**Zadanie do wykonania**
Przepisz cały poniższy listing jako tabelę Markdown z kolumnami „Nr” i „Wiersz”, gdzie każda linia trafia do osobnego wiersza tabeli wraz z kolejnym numerem. Puste linie pomiń.

◇ ◇ ◇

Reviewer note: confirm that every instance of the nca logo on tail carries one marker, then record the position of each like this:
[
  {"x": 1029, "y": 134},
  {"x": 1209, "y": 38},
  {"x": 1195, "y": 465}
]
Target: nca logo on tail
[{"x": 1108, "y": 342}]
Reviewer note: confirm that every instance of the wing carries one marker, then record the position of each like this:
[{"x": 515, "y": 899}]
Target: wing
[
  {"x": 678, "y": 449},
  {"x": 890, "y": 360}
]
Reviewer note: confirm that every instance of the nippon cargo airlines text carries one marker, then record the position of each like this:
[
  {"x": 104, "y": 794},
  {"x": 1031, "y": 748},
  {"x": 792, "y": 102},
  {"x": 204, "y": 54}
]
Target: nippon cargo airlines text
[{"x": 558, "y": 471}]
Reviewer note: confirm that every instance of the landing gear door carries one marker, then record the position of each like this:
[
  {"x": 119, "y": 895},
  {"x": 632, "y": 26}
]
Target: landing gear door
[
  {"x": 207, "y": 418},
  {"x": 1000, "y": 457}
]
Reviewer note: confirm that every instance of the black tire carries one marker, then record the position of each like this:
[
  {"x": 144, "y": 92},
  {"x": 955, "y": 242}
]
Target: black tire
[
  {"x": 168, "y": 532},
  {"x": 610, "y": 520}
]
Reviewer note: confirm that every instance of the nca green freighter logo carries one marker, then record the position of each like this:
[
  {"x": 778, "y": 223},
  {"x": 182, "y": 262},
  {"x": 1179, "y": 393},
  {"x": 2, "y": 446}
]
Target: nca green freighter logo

◇ ◇ ◇

**Ostateczna odpowiedź**
| Nr | Wiersz |
|---|---|
| 1 | Reviewer note: confirm that every instance of the nca logo on tail carries one marker, then record the position of each like this: |
| 2 | [ |
| 3 |   {"x": 1029, "y": 134}, |
| 4 |   {"x": 1209, "y": 38}, |
| 5 |   {"x": 1195, "y": 465} |
| 6 | ] |
| 7 | Target: nca logo on tail |
| 8 | [{"x": 1108, "y": 342}] |
| 9 | Reviewer note: confirm that every instance of the wing carries one marker, then record the position of each like this: |
| 10 | [{"x": 515, "y": 899}] |
| 11 | Target: wing |
| 12 | [ |
| 13 |   {"x": 678, "y": 449}, |
| 14 |   {"x": 890, "y": 360} |
| 15 | ] |
| 16 | Reviewer note: confirm that every instance of the nippon cargo airlines text carries one marker, then record the position of each like this: |
| 17 | [ |
| 18 |   {"x": 104, "y": 794}, |
| 19 |   {"x": 1031, "y": 748}, |
| 20 |   {"x": 792, "y": 102}, |
| 21 |   {"x": 204, "y": 54} |
| 22 | ] |
| 23 | Target: nippon cargo airlines text |
| 24 | [{"x": 558, "y": 471}] |
| 25 | Reviewer note: confirm that every instance of the landing gear door carries one marker, then record the position of each like this: |
| 26 | [ |
| 27 |   {"x": 119, "y": 895}, |
| 28 |   {"x": 632, "y": 26} |
| 29 | ] |
| 30 | Target: landing gear door |
| 31 | [ |
| 32 |   {"x": 207, "y": 418}, |
| 33 |   {"x": 1000, "y": 457} |
| 34 | ] |
| 35 | Reviewer note: confirm that every instance of the black tire carries one marker, then record the position of each like this: |
| 36 | [ |
| 37 |   {"x": 144, "y": 92}, |
| 38 |   {"x": 955, "y": 242} |
| 39 | ] |
| 40 | Target: black tire |
| 41 | [ |
| 42 |   {"x": 168, "y": 532}, |
| 43 |   {"x": 610, "y": 520} |
| 44 | ] |
| 45 | Reviewer note: confirm that every instance of the nca green freighter logo carries one marker, then record the position of each like this: |
| 46 | [ |
| 47 |   {"x": 778, "y": 223}, |
| 48 |   {"x": 182, "y": 262}, |
| 49 |   {"x": 1179, "y": 393}, |
| 50 |   {"x": 2, "y": 446} |
| 51 | ] |
| 52 | Target: nca green freighter logo |